EXERCISE
Restate the whole listing exactly.

STORED RECORDS
• • • •

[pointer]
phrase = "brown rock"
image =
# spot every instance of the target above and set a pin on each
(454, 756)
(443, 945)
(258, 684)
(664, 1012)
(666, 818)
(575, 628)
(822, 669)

• • • •

ANSWER
[pointer]
phrase = "brown rock"
image =
# spot every instance of the target above and set a pin on each
(454, 756)
(443, 945)
(258, 684)
(664, 1012)
(666, 818)
(575, 628)
(822, 669)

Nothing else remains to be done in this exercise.